GOALS:
1 – In the passage on ascending chains of ideals in the integers, which ideal is given as $A_1$?
2 – Continue the passage on ascending chains of ideals in the integers, starting after its final sentence.

--- START OF PROVIDED PASSAGE ---

Problem 30 (An Ascending Chain Of Ideals In The Integers)

Let $R=\mathbb{Z}$. Consider the ideal $A_1=\left<56\right>.$

Find an ascending chain of ideals consisting of three ideals $A_1\subsetneq A_2\subsetneq A_3$ with $A_3=R$.
What is the largest $n$ such that $A_1\subsetneq A_2\subsetneq A_3\subsetneq \cdots\subsetneq A_n=R$ is an ascending chain of ideals? How many such chains are there of this length?
If $n\in \mathbb{Z}$, describe a process we could use to find a longest possible ascending chain of ideals with $\left<n\right>\subsetneq A_2\subsetneq \cdots\subsetneq A_n=\mathbb{Z}$.

The two facts from the problem Obtaining A New Ideal By Adding One Element will help us characterize the properties of an ideal $A$ that will result in $R/A$ being a field. Remember, the following:

We need to make sure that if $b\notin A$, then there exists $c\in R$ such that $bc\in 1+A$, or equivalently $1\in bc+A$.

--- END OF PROVIDED PASSAGE ---
--- START OF SUPPLIED ENTRIES ---

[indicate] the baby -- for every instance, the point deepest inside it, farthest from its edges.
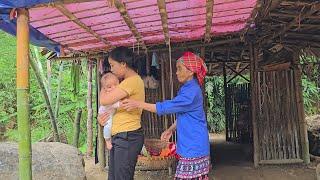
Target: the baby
(108, 82)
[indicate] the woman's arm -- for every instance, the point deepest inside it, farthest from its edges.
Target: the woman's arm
(130, 104)
(112, 97)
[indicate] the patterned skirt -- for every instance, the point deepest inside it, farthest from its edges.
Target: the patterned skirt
(193, 168)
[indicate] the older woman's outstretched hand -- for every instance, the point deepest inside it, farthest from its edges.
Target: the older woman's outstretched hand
(103, 118)
(130, 104)
(166, 135)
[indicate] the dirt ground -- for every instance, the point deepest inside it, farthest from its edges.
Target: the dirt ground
(230, 162)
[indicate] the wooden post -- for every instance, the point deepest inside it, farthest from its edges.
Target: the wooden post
(90, 112)
(101, 141)
(41, 82)
(225, 86)
(300, 108)
(253, 78)
(76, 128)
(25, 152)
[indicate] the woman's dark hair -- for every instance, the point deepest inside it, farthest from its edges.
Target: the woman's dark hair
(124, 55)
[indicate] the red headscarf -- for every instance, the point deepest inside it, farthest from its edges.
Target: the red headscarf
(195, 64)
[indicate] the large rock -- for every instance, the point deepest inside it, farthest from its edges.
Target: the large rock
(50, 160)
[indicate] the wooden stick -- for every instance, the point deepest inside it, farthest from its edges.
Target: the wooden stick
(124, 13)
(22, 87)
(164, 19)
(225, 101)
(90, 111)
(74, 19)
(253, 67)
(300, 107)
(76, 128)
(314, 8)
(281, 161)
(101, 141)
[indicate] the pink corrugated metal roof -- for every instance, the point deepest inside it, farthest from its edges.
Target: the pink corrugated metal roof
(186, 22)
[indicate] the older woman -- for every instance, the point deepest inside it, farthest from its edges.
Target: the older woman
(127, 136)
(191, 125)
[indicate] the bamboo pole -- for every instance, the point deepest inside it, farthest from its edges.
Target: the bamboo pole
(164, 19)
(46, 98)
(253, 67)
(101, 141)
(77, 21)
(225, 101)
(209, 14)
(90, 112)
(56, 112)
(76, 129)
(300, 108)
(25, 153)
(127, 19)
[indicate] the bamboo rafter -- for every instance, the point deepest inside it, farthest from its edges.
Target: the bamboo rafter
(124, 13)
(74, 19)
(164, 19)
(209, 13)
(313, 9)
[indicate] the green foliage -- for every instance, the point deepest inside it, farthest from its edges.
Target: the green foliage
(215, 95)
(311, 84)
(72, 96)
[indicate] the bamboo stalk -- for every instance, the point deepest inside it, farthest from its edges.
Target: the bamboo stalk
(47, 100)
(225, 101)
(125, 15)
(25, 157)
(281, 161)
(74, 19)
(209, 14)
(101, 141)
(49, 72)
(56, 113)
(296, 123)
(90, 112)
(290, 118)
(300, 108)
(76, 129)
(253, 67)
(164, 19)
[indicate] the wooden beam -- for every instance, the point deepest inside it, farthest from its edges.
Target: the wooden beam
(65, 2)
(281, 161)
(300, 108)
(209, 14)
(124, 13)
(278, 14)
(164, 20)
(74, 19)
(254, 94)
(314, 8)
(237, 73)
(197, 44)
(22, 87)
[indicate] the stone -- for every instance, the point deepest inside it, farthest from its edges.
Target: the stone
(50, 160)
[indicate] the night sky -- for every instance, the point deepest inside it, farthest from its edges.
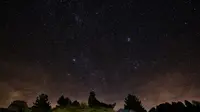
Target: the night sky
(145, 47)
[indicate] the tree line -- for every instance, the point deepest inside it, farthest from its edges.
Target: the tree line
(131, 102)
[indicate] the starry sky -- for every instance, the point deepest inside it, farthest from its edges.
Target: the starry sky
(145, 47)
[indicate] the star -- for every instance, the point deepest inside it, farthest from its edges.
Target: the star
(128, 39)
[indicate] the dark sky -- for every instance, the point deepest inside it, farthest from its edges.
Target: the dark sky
(146, 47)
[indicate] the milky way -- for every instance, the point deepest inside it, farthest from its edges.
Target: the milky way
(70, 47)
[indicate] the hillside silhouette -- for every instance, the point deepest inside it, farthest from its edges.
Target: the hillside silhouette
(131, 104)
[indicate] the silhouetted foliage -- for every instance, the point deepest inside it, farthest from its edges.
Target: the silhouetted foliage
(177, 107)
(63, 102)
(93, 102)
(18, 106)
(41, 104)
(133, 103)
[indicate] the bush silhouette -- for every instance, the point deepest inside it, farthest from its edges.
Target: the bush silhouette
(133, 103)
(41, 104)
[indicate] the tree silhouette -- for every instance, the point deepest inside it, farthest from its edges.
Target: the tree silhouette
(63, 102)
(92, 101)
(41, 104)
(133, 103)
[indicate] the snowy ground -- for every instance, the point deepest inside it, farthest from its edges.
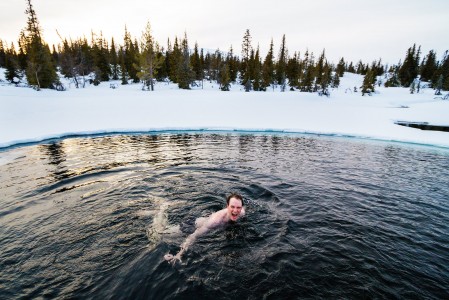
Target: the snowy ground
(29, 116)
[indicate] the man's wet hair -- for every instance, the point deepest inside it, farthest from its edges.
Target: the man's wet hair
(236, 196)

--- END OF SUPPLIED ENTRIES ---

ANSWERS GIVEN:
1 – $A_1=\left<56\right>$, the ideal generated by 56.

2 –
So given any element $b\notin A$, if we can show that the ideal $B=\{bc+a\mid c\in R, a\in A\}$ must contain 1, which means $B=R$, then we'd win.
This is basically the same as showing that given any ideal $B$ trapped between $A$ and $R$, so $A\subset B\subset R$, then if $B$ is not equal to $A$, it must equal $R$. We call an ideal such as $A$ a maximal ideal.

The next problem has you carefully show that $R/A$ is a field if and only if $A$ is a maximal ideal.

Problem 31 ($R/A$ Is A Field Iff $A$ Is Maximal)

Let $R$ be a commutative ring with unity, and let $A$ be a proper ideal of $R$. Prove that the following are equivalent.

$R/A$ is a field.
Whenever $B$ is an ideal of $R$ and $A\subseteq B\subseteq R$, then either $B=A$ or $B=R$. (We say that $A$ is a maximal ideal.)

The previous problems give us the following definitions of prime and maximal ideals. Basically, these are now characteristics of an ideal that we can check to determine if $R/A$ is an integral domain or a field, without having to ever consider elements of the factor ring.

Definition (Prime Ideal And Maximal Ideal)

A prime ideal $A$ of a commutative ring $R$ is a proper ideal of $R$ such that $a,b\in R$ and $ab\in A$ imply $a\in A$ or $b\in A$.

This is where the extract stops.